Your instructions: From the line that contains "Task: Find the" through the last line of the data, copy everything exactly and nothing else, omitting the pictures.

Raw data:
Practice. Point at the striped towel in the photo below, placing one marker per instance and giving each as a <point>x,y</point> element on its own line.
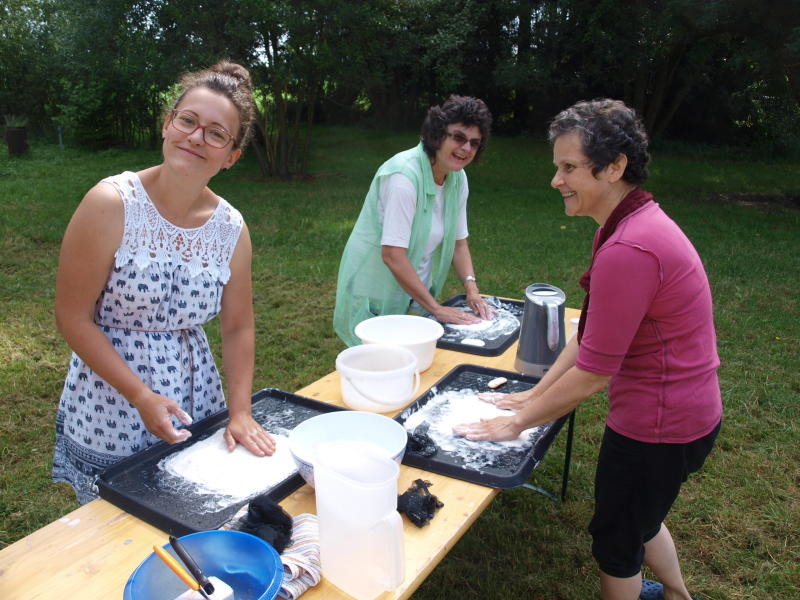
<point>301,564</point>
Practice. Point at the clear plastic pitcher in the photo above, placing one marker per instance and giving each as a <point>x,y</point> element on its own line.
<point>360,530</point>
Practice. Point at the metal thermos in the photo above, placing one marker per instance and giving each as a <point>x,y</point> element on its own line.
<point>542,335</point>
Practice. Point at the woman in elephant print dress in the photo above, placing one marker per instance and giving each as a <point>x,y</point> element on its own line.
<point>147,258</point>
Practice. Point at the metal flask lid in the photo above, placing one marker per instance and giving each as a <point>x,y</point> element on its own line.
<point>544,293</point>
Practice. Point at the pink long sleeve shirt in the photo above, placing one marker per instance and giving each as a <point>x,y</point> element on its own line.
<point>650,327</point>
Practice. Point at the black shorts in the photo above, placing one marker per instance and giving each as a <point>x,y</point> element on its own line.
<point>636,484</point>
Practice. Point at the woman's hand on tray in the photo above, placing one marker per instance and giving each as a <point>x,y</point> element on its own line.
<point>156,410</point>
<point>478,305</point>
<point>499,429</point>
<point>515,401</point>
<point>454,315</point>
<point>245,430</point>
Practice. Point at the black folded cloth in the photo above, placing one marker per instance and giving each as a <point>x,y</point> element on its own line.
<point>267,520</point>
<point>419,442</point>
<point>418,503</point>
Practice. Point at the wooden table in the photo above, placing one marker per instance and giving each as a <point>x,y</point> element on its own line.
<point>90,552</point>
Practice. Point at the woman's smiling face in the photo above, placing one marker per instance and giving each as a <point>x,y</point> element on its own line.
<point>582,191</point>
<point>457,149</point>
<point>190,151</point>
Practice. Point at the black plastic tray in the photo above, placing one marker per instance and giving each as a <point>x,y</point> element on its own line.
<point>509,468</point>
<point>133,483</point>
<point>452,339</point>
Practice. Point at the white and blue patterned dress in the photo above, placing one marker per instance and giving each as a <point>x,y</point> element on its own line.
<point>166,282</point>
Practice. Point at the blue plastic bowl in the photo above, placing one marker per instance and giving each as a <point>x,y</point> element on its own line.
<point>245,562</point>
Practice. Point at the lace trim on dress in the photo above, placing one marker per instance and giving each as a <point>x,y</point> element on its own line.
<point>150,238</point>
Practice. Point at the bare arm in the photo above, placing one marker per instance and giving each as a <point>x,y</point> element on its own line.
<point>86,259</point>
<point>396,259</point>
<point>561,390</point>
<point>237,329</point>
<point>462,261</point>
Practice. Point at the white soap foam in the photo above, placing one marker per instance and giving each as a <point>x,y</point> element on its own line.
<point>445,410</point>
<point>502,323</point>
<point>212,469</point>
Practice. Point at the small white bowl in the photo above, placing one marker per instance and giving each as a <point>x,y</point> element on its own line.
<point>418,334</point>
<point>345,425</point>
<point>377,377</point>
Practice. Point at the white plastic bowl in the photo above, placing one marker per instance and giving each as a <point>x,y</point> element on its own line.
<point>377,377</point>
<point>418,334</point>
<point>345,425</point>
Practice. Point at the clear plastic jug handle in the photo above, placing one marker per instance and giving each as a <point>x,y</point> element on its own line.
<point>553,329</point>
<point>393,524</point>
<point>417,380</point>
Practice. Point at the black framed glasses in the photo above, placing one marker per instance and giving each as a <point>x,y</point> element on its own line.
<point>214,135</point>
<point>460,139</point>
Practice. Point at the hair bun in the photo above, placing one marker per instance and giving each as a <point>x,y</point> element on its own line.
<point>234,70</point>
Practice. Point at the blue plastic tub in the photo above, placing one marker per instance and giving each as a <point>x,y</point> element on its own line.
<point>245,562</point>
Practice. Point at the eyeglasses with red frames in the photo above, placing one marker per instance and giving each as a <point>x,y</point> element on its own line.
<point>214,135</point>
<point>460,139</point>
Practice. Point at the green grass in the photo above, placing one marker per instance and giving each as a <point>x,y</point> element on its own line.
<point>736,522</point>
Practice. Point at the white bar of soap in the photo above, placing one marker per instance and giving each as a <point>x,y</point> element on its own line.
<point>222,591</point>
<point>497,382</point>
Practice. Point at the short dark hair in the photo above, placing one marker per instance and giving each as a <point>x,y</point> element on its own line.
<point>231,80</point>
<point>456,109</point>
<point>608,128</point>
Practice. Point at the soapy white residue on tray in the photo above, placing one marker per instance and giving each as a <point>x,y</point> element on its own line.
<point>444,410</point>
<point>211,468</point>
<point>502,323</point>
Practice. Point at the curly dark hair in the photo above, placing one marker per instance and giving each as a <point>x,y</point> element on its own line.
<point>608,128</point>
<point>231,80</point>
<point>456,109</point>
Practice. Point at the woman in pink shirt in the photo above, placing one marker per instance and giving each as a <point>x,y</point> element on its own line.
<point>646,332</point>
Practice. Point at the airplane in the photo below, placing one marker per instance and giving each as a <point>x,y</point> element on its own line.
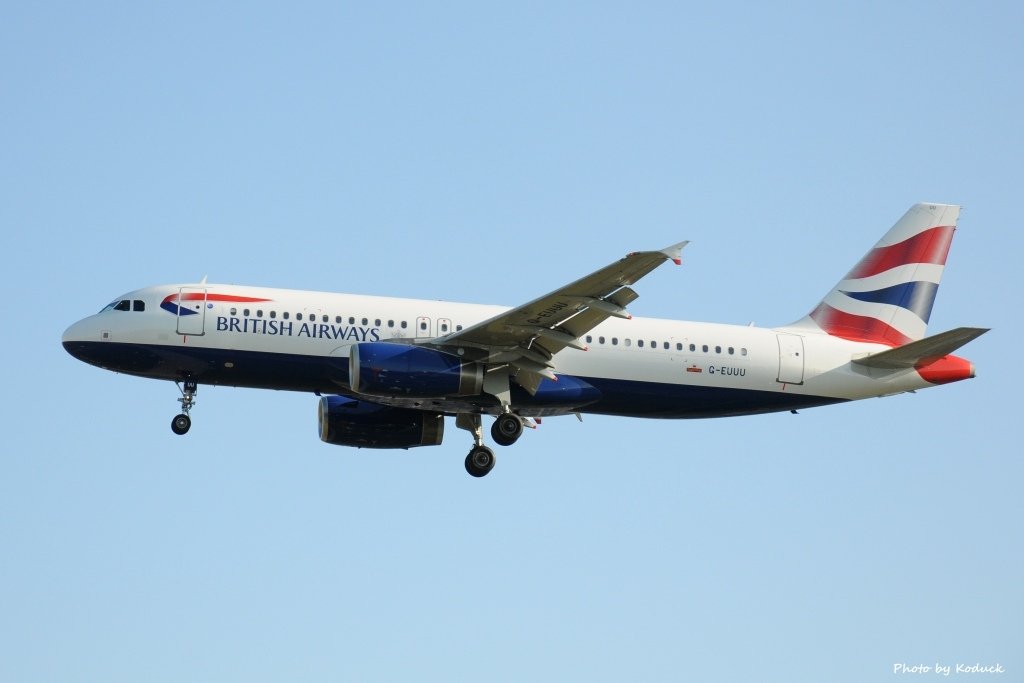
<point>388,371</point>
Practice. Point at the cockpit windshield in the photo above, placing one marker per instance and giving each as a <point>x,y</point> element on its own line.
<point>125,304</point>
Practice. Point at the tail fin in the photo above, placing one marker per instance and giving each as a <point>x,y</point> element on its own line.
<point>887,297</point>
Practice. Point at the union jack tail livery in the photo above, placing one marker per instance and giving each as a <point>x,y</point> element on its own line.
<point>887,297</point>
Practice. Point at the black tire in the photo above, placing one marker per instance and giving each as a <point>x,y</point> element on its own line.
<point>480,461</point>
<point>507,429</point>
<point>180,424</point>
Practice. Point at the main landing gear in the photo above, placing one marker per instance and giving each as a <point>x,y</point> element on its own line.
<point>506,430</point>
<point>181,423</point>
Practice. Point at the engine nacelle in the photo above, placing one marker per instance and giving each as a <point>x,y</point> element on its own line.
<point>345,421</point>
<point>384,369</point>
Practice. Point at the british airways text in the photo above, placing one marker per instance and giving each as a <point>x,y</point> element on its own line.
<point>292,329</point>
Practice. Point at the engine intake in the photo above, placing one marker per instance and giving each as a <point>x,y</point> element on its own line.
<point>383,369</point>
<point>345,421</point>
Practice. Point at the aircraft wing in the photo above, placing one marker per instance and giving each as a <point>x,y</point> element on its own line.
<point>526,337</point>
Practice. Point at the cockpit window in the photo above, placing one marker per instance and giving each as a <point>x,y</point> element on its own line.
<point>125,304</point>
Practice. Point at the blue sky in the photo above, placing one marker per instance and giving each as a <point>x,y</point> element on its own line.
<point>472,152</point>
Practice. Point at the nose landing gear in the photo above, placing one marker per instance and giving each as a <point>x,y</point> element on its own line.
<point>181,423</point>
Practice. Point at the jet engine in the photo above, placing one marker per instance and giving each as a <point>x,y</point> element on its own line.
<point>345,421</point>
<point>384,369</point>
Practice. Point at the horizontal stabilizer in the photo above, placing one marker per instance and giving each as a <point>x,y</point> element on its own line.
<point>923,351</point>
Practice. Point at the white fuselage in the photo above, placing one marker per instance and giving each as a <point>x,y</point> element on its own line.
<point>297,340</point>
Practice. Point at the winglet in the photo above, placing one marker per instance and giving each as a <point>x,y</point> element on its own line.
<point>675,252</point>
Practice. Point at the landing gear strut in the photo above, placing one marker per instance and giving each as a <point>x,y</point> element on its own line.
<point>181,423</point>
<point>480,459</point>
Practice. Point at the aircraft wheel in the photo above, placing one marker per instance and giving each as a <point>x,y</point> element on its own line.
<point>480,461</point>
<point>507,429</point>
<point>180,424</point>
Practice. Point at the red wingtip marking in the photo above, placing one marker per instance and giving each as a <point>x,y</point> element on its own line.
<point>945,370</point>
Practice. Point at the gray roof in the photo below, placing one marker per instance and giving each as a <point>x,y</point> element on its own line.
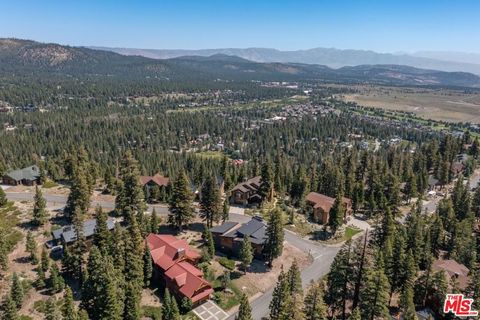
<point>28,173</point>
<point>67,233</point>
<point>224,227</point>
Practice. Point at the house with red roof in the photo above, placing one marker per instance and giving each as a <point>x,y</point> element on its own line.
<point>174,262</point>
<point>321,205</point>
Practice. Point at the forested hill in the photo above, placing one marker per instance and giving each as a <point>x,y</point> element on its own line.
<point>29,58</point>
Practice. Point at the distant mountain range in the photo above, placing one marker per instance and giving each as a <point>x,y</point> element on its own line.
<point>334,58</point>
<point>33,59</point>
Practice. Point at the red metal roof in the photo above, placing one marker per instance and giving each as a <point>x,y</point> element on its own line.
<point>169,253</point>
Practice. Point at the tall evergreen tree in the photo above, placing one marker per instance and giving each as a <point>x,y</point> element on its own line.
<point>39,208</point>
<point>31,247</point>
<point>80,191</point>
<point>280,304</point>
<point>169,307</point>
<point>266,182</point>
<point>147,267</point>
<point>51,312</point>
<point>209,243</point>
<point>130,194</point>
<point>244,310</point>
<point>226,210</point>
<point>314,306</point>
<point>375,294</point>
<point>154,221</point>
<point>210,202</point>
<point>3,250</point>
<point>246,254</point>
<point>337,213</point>
<point>339,279</point>
<point>3,198</point>
<point>180,204</point>
<point>102,237</point>
<point>68,307</point>
<point>9,309</point>
<point>274,233</point>
<point>294,279</point>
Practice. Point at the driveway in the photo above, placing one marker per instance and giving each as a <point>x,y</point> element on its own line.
<point>322,255</point>
<point>210,311</point>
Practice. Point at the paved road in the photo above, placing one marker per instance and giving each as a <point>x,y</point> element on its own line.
<point>322,255</point>
<point>62,200</point>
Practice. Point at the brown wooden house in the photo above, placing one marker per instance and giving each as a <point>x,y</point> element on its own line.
<point>321,205</point>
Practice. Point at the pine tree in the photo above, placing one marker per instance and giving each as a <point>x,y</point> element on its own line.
<point>56,281</point>
<point>209,243</point>
<point>314,306</point>
<point>147,267</point>
<point>40,281</point>
<point>266,182</point>
<point>246,254</point>
<point>130,194</point>
<point>244,310</point>
<point>180,204</point>
<point>3,198</point>
<point>134,252</point>
<point>80,192</point>
<point>39,208</point>
<point>16,291</point>
<point>226,279</point>
<point>51,312</point>
<point>9,309</point>
<point>337,213</point>
<point>375,294</point>
<point>68,307</point>
<point>102,237</point>
<point>169,307</point>
<point>76,261</point>
<point>44,260</point>
<point>280,304</point>
<point>210,202</point>
<point>154,221</point>
<point>101,295</point>
<point>407,303</point>
<point>274,244</point>
<point>339,279</point>
<point>31,247</point>
<point>3,251</point>
<point>474,286</point>
<point>294,279</point>
<point>356,315</point>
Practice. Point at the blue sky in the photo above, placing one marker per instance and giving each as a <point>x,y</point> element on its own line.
<point>384,26</point>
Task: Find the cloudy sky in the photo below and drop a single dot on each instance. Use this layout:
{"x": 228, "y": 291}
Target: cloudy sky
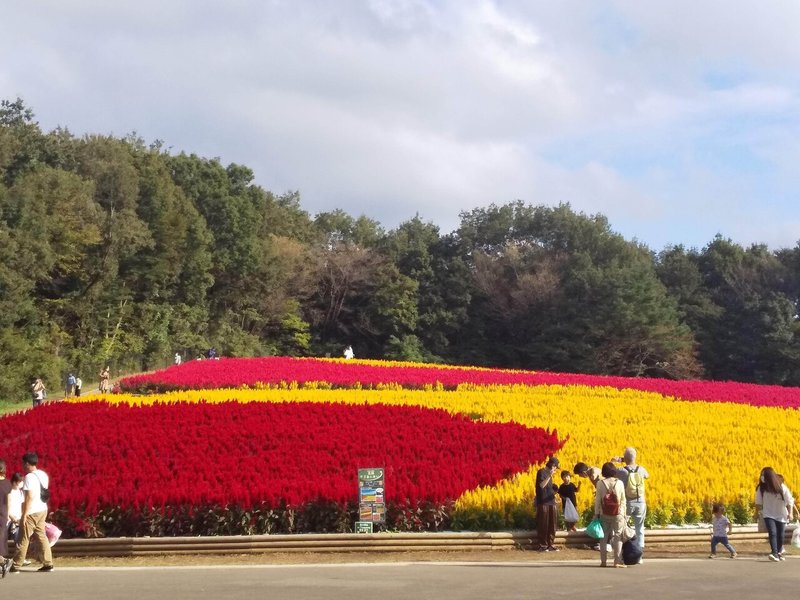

Written solution:
Task: Find the cloudy sky in the photo below and drop a single dot on each instance. Use this layout:
{"x": 228, "y": 291}
Target: cloudy sky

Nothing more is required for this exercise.